— Start of Data provided —
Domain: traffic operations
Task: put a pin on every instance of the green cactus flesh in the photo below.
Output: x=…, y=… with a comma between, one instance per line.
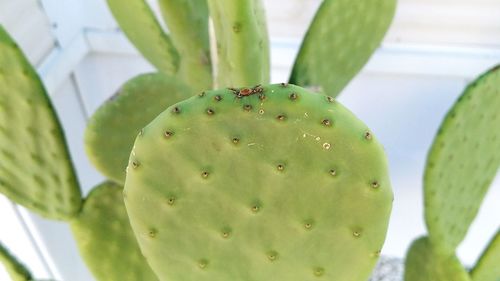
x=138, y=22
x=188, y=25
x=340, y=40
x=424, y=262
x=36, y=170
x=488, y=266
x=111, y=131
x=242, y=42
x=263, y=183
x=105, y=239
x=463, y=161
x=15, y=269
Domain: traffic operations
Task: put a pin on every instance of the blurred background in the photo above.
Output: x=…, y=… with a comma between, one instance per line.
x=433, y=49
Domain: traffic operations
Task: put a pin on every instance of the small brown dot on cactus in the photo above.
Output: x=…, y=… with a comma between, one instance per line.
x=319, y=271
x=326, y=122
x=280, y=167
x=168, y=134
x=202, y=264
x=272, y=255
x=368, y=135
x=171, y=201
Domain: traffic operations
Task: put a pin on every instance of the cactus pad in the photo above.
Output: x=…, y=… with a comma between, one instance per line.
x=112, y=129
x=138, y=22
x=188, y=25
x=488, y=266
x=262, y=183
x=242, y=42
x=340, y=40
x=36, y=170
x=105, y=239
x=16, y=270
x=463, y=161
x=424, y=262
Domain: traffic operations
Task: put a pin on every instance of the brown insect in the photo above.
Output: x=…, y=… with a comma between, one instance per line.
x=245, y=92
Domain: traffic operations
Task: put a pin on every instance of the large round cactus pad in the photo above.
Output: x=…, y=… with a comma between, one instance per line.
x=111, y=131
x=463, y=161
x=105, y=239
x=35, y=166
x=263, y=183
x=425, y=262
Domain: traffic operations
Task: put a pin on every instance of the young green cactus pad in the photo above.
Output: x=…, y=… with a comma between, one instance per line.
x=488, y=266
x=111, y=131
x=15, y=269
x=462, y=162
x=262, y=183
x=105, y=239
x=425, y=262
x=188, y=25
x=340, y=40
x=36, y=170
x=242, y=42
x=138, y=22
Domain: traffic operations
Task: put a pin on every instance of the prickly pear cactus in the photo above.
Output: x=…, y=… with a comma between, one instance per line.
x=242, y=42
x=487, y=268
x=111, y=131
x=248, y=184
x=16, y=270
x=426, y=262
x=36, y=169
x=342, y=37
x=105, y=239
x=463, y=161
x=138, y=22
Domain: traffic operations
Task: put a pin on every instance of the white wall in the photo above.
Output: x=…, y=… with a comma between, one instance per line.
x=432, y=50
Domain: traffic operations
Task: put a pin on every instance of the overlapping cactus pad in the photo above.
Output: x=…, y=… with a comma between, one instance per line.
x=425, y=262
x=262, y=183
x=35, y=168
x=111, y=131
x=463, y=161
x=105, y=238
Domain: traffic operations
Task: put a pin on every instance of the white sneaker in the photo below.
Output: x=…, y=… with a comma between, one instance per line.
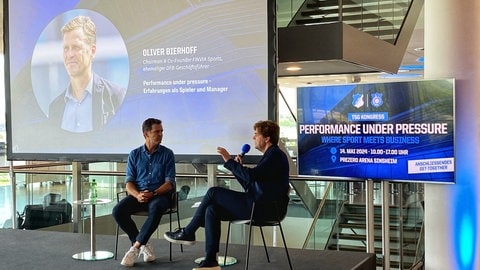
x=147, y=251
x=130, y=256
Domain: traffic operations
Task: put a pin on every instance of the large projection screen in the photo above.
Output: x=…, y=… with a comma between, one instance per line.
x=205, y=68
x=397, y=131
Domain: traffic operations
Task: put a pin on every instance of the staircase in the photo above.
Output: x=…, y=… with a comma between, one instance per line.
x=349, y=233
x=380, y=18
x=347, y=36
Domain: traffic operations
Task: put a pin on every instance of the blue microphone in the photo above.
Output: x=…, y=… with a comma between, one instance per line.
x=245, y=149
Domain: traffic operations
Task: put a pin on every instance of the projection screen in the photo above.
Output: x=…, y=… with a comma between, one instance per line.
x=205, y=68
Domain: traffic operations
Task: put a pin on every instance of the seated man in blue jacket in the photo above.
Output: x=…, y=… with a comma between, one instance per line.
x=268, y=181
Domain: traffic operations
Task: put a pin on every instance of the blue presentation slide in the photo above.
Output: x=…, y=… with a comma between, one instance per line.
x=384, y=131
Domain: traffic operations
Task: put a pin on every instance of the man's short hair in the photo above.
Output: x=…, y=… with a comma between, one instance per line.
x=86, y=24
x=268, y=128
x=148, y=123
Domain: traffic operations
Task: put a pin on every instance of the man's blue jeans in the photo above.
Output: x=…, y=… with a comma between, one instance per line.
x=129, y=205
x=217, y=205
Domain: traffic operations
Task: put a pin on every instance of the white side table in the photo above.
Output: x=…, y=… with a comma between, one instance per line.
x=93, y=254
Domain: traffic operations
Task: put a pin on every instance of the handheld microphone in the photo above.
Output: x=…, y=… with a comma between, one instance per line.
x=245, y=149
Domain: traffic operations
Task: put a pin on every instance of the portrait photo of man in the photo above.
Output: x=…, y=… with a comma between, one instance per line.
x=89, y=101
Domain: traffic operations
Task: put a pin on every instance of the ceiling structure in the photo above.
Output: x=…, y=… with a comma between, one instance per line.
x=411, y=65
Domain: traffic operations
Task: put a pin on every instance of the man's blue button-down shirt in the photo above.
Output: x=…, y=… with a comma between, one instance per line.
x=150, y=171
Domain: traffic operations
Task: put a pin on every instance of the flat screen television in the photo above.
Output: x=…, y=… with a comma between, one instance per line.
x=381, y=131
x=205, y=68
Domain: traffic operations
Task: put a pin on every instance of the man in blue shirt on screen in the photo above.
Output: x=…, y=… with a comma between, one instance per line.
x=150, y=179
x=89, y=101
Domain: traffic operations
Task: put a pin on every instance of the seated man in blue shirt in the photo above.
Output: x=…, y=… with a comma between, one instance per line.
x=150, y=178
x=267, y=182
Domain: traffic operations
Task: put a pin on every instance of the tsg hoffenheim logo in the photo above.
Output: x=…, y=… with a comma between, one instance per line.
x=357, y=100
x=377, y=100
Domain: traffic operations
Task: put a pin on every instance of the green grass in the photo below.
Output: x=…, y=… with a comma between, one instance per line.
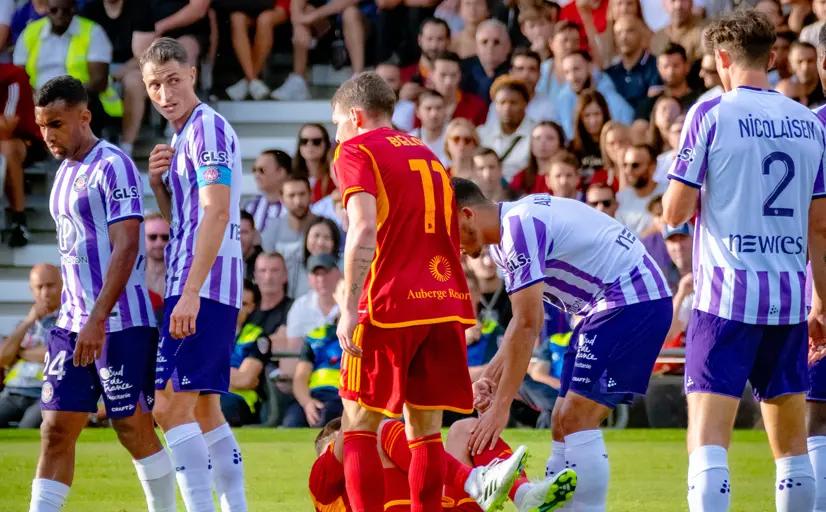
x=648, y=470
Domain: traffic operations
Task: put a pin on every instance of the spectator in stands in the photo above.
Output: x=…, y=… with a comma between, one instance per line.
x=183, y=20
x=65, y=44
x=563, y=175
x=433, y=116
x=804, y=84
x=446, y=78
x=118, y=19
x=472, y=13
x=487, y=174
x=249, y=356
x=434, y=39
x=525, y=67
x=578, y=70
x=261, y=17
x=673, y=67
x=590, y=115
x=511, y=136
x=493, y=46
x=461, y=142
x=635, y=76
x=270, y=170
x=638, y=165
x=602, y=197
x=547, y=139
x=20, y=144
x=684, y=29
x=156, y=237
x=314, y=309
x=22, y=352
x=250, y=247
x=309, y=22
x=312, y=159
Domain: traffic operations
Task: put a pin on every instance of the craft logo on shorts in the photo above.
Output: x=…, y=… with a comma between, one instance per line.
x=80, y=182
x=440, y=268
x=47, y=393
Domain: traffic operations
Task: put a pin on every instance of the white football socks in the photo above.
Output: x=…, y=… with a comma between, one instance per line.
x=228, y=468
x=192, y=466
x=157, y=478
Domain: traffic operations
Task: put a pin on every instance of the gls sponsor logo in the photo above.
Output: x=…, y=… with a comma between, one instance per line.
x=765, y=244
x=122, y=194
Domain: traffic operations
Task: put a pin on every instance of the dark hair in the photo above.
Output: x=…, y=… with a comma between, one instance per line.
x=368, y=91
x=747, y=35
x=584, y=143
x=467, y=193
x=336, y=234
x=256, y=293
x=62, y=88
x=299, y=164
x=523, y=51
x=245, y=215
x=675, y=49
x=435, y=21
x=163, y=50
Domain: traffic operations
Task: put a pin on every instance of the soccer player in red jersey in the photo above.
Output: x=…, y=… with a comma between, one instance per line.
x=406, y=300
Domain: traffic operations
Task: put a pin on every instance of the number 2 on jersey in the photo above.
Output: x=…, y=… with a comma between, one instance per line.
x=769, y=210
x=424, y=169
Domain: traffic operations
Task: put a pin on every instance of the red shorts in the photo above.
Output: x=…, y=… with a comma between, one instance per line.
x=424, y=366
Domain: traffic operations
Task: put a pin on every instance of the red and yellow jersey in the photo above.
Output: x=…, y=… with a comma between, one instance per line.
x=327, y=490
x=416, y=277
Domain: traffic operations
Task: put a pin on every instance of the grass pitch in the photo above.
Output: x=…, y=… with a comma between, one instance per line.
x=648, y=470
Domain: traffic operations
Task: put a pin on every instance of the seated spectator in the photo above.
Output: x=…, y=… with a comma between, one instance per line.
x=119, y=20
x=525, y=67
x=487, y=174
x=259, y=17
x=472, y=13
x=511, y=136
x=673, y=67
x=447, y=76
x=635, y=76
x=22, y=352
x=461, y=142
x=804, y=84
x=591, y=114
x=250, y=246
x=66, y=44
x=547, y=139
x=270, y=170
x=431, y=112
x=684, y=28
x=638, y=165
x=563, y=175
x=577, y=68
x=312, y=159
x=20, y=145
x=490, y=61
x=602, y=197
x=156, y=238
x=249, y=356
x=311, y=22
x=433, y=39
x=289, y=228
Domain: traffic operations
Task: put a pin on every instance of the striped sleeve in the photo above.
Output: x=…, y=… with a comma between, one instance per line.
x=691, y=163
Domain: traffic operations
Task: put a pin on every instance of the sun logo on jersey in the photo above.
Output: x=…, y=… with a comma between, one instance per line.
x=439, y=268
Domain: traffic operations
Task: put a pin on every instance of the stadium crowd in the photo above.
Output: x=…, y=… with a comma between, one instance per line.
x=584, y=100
— End of Data provided —
# [What you should do]
Starting at the beginning of the entries and ending at the line that contains "x=433, y=49", copy every line, including the Domain, Task and Output lines, and offset each x and y coordinate in the answers by 120. Leave the picture line out of your copy.

# [Answer to the problem]
Domain: traffic operations
Task: put a pin on every instance of the green cactus flesh in the photo below.
Output: x=…, y=… with a comma between, one instance per line.
x=258, y=142
x=308, y=145
x=460, y=160
x=544, y=382
x=156, y=290
x=608, y=386
x=231, y=251
x=362, y=162
x=383, y=303
x=225, y=359
x=583, y=281
x=135, y=389
Domain: traffic operations
Task: put a pin on every instance of the blurred background in the photo above.
Output: x=…, y=… with a comma between, one instance per line.
x=553, y=169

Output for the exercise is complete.